Work instructions:
Update the records below by replacing every "single-story house" with "two-story house", and leave everything else as it is.

Entries supplied:
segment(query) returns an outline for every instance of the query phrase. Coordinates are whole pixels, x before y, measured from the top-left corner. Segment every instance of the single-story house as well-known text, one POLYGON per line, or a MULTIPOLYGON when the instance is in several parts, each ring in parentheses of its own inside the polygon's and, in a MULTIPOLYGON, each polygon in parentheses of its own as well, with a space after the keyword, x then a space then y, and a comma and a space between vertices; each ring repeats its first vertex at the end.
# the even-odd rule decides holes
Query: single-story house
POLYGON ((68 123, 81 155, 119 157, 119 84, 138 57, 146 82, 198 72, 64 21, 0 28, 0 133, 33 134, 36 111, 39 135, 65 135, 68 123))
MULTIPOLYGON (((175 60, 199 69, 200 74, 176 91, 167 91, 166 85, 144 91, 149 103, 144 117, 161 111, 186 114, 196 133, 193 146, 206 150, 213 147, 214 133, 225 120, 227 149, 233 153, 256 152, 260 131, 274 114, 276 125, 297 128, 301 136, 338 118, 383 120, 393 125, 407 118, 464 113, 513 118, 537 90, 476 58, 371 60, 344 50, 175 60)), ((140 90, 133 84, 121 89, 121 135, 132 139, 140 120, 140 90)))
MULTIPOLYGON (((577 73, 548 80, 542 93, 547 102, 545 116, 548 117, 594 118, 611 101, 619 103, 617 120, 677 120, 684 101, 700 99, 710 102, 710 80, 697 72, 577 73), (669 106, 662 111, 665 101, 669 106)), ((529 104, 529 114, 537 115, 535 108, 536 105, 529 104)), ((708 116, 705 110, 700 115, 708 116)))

Complete output:
segment(query) returns an outline for every instance of the query phrase. Coordinates are whole pixels, x before y, measured from the top-left corner. Segment every instance of the two-story house as well-known text, one POLYGON per line, or a MULTIPOLYGON when the instance is in several parts, each ring in parentheses of its own inside the polygon's and, in a MULTIPOLYGON, each polygon in parentheses of its own as well, with a space after the keyword, x then a space then y, and a comma and a space between vertices; each ring repeats its first vertex at the end.
# the even-odd rule decides holes
Query: two-story house
POLYGON ((68 123, 81 155, 119 157, 119 84, 138 57, 146 82, 198 72, 64 21, 0 28, 0 133, 33 134, 36 111, 39 135, 65 135, 68 123))
MULTIPOLYGON (((175 60, 199 69, 200 74, 176 91, 167 91, 166 85, 144 91, 149 103, 144 117, 161 111, 186 114, 196 133, 193 146, 206 150, 213 147, 214 133, 225 120, 227 149, 233 153, 256 152, 260 131, 274 114, 276 125, 297 128, 301 136, 338 118, 383 120, 393 125, 407 118, 464 113, 513 118, 537 90, 476 58, 371 60, 344 50, 175 60)), ((140 90, 133 84, 121 89, 121 135, 132 139, 140 120, 140 90)))
MULTIPOLYGON (((577 73, 548 80, 542 93, 547 102, 545 116, 548 117, 594 118, 611 101, 619 103, 617 120, 677 120, 684 101, 700 99, 710 102, 710 80, 697 72, 577 73), (669 106, 662 111, 665 101, 669 106)), ((529 104, 529 114, 537 115, 535 108, 536 105, 529 104)), ((708 116, 705 110, 700 115, 708 116)))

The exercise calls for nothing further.